**Aufgaben**
**a.** Wie viel PS bringt die A310 mit Vierzylinder laut dem Text über die Alpine A310 auf die Straße?
**b.** Führen Sie den Text über die Alpine A310 im selben Stil weiter, direkt im Anschluss an seinen letzten Satz.

Mehr Leistung, und damit auch mehr Erfolg, bringt die V6-Alpine. Die geänderte Front ist das auffälligste Unterscheidungsmerkmal.


Der bestmögliche Motor ist der 1600er des R16. Also muss die Entwicklung sowohl einen Vierzylinder am Anfang, als auch den späteren Einsatz eines V-Motors berücksichtigen. Und Rédélé schart seine besten Männer um sich: Roger Prieur, der auch maßgeblich an der Entstehung der A108 und A110 mitwirkte, Yves Legal, Richard Bouleau, Marcel Hubert und Bernard Dudot. Auch Renault unterstützt die Ambitionen und setzt in Rueil Michel Beligond ans Zeichenbrett, der erste Skizzen entwirft.
Viele A310-Anhänger nannten ihren Traumwagen damals schon „Tupperschüssel“, so wie sie es auch heute noch, neben den Espace-Freunde tun. Wie nahe aber gerade die Alpinisten mit diesem Spitznamen der A310 kommen, das wissen wohl nur Wenige. In der Tat ist es so, dass Jean Rédélé mit seinem Ingenieurs-Tross kurzerhand die Küche seiner Gattin in Beschlag nimmt. Dort entstehen weitere Design-Entwürfe und erste Tonmodelle. Was jetzt die werte Gattin genau dazu sagte, das ist wohl der Zensur zum Opfer gefallen. So oder so, man schafft es, die A310 1971 mit ihrem Vierzylinder in den Handel zu bringen.
Die Front mit ihren sechs Rechteckscheinwerfern, die hinter Glas geschützt sind, erinnern stark an den ein Jahr zuvor präsentierten Citroen SM. Für viele Hardcore-Alpinisten die schönste A310-Version, denn die V6-Variante, die dann endlich 1976 verfügbar ist, beraubt man zweier Lampen und hat nun nur noch vier Hinterglas-Leuchten. Der Erfolg der A310 stellt sich nur schleppend ein, was in erster Linie der dürftigen Leistung, die A310 bringt gerade mal 115 PS auf die Straße, geschuldet ist. Auch die Erfolge auf den Rennpisten ändern nichts daran: Mit dieser Leistung und dem hohen Preisniveau kann man Porsche nicht schlagen. Deutlich besser gelingt das 1976 mit der V6-Ausführung. Immerhin stehen jetzt 150 Pferde im Stall, bei späteren Sondermodellen können's gerne auch mal an die 200 sein. Doch auch dieser Motor ist nicht der Weisheit letzter Schluss, er überzeugt durch einen eher unsauberen Lauf.

**Datenauszug**
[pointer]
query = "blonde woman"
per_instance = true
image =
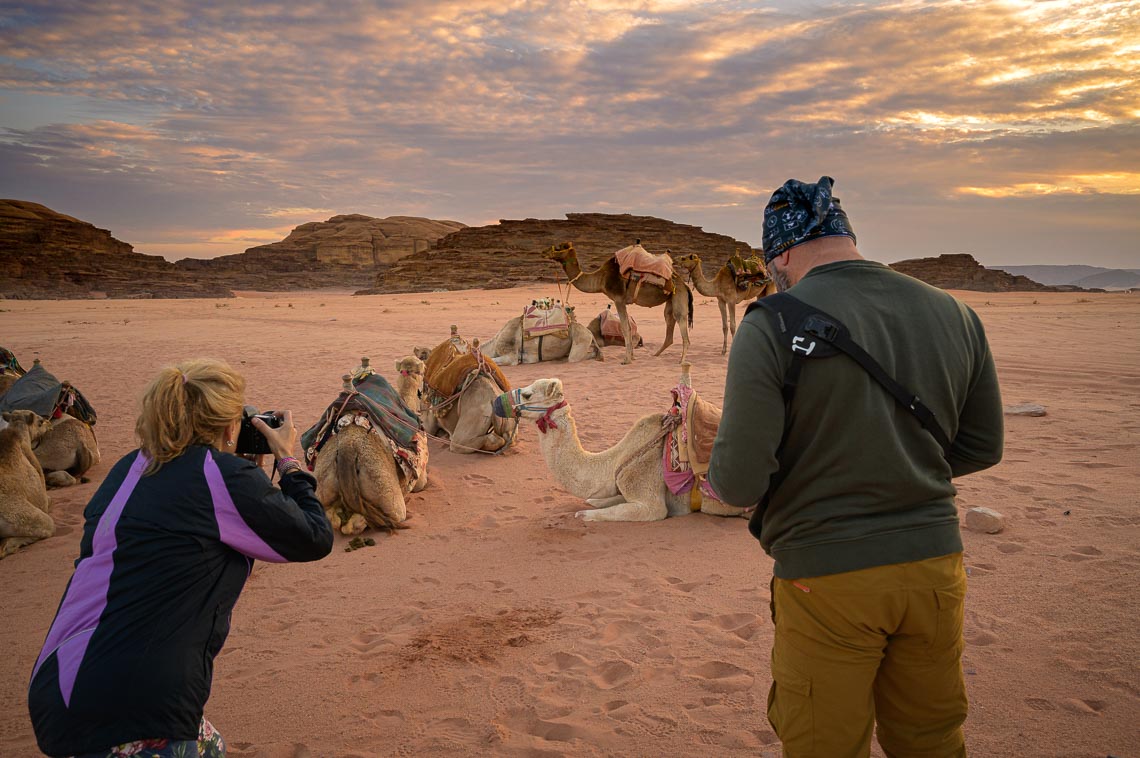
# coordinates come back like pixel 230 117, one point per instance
pixel 169 540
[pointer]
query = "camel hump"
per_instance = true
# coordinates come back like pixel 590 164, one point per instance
pixel 636 258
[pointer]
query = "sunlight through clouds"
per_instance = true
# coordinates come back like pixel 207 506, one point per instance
pixel 236 114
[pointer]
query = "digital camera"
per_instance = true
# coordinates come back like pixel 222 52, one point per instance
pixel 250 441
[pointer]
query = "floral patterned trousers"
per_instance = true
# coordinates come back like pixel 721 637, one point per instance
pixel 209 744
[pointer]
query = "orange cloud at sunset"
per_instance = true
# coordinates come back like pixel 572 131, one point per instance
pixel 173 115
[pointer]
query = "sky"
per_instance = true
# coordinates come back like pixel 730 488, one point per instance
pixel 1007 129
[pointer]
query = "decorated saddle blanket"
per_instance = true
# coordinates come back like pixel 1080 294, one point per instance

**Lösungen im Einzelnen**
**a.** 115 PS.

**b.**
Verantwortlich ist dafür der 90°-Zylinderbankwinkel, der bei V8-Motoren perfekt, beim V6 eher suboptimal ist. Und ursprünglich plant man einen V8, aber Dank der Ölkrise schnippelt man kurzerhand zwei Zylinder ab und lässt alles andere wie es ist. Trotzdem ist die A310 jetzt endlich der Ernstzunehmende Konkurrent für den deutschen Übersportler. Auch wenn Alpine Porsche nicht wirklich gefährlich werden kann, so kann man dem Konkurrenten doch in die Suppe spucken. Die A310 wird bis 1985 mit 11.616 Exemplaren (davon entfallen 2.340 auf die Vierzylinder-Modelle und 9.616 auf die V6-Version) zum meistgebauten Alpine-Modell. Und die Presse (auch die Deutsche) tut ihr Übriges für den Erfolg, indem sie die A310 kurzerhand zum „Franzosen-Porsche“ kürt.